**Named-object pointing entries:**
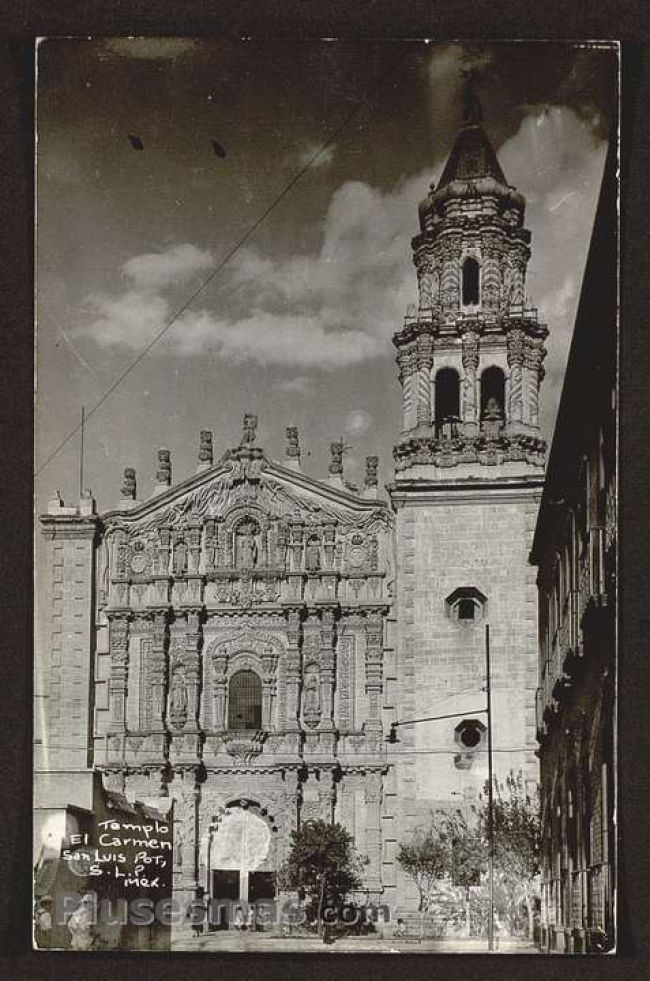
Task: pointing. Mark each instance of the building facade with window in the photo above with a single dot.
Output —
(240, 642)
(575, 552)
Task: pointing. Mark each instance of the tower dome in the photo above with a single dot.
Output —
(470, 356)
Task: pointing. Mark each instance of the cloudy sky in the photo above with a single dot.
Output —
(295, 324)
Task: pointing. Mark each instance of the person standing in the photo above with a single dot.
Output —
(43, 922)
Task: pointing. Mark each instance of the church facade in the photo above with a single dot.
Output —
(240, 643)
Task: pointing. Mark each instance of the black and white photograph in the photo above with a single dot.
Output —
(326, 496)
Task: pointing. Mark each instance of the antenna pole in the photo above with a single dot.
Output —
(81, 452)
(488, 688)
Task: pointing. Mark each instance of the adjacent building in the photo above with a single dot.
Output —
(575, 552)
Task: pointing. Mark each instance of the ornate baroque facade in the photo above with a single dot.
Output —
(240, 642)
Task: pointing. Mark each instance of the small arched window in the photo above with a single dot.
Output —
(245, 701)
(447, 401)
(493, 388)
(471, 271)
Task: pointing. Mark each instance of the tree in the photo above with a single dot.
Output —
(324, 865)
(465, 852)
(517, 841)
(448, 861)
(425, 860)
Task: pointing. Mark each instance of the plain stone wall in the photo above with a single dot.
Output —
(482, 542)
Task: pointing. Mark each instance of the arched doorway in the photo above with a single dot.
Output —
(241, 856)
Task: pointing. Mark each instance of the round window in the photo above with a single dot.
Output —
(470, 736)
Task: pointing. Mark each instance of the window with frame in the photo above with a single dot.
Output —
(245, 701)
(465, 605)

--

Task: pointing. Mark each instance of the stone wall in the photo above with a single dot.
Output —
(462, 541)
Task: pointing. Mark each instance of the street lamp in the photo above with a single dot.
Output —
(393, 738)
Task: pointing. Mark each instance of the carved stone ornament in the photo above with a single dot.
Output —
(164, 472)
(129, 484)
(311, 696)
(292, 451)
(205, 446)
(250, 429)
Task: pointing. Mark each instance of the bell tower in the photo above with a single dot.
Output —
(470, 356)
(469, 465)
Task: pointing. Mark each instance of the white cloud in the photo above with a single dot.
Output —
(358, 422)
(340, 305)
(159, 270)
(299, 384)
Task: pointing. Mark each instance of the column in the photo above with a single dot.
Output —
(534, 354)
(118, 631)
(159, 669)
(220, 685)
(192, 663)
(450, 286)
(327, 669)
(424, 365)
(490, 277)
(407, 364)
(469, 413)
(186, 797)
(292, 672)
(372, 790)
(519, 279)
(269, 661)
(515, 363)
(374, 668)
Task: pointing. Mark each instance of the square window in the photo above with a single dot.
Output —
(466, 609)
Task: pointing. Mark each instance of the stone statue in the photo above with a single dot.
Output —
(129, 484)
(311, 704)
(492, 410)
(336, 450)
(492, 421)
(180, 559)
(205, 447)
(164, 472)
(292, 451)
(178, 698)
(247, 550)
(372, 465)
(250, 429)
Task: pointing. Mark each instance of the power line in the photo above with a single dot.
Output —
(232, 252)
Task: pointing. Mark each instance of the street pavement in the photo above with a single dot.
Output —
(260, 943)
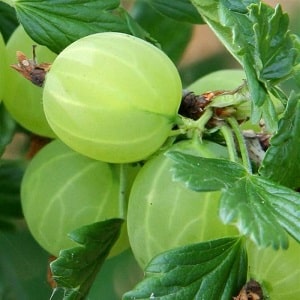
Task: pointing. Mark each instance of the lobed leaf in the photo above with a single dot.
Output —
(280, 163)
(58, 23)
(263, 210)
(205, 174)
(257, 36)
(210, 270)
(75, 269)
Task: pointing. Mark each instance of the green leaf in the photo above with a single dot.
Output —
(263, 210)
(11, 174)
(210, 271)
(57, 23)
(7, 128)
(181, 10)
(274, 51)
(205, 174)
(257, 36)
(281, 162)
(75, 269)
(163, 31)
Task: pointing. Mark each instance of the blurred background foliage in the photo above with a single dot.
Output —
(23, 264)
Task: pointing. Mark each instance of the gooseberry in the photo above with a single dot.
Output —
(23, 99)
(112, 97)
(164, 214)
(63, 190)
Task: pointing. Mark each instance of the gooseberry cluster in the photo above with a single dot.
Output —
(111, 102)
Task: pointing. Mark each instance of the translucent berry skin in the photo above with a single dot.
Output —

**What you will do:** Return every line in the entries above that contains the word "window".

**Final result:**
Task: pointing. Mark each instance of the building facade with window in the photo above with a single dot.
Task: pointing. Mark each instance of the small arched window in the photo above with a single dot.
Task: pointing. Mark each instance of the round window in the photo above with a single dot.
Task: pointing. Mark each instance of the window with frame in the photo above with a single dot.
Task: pointing. Mark each instance of the square window in the photo above with a single dot.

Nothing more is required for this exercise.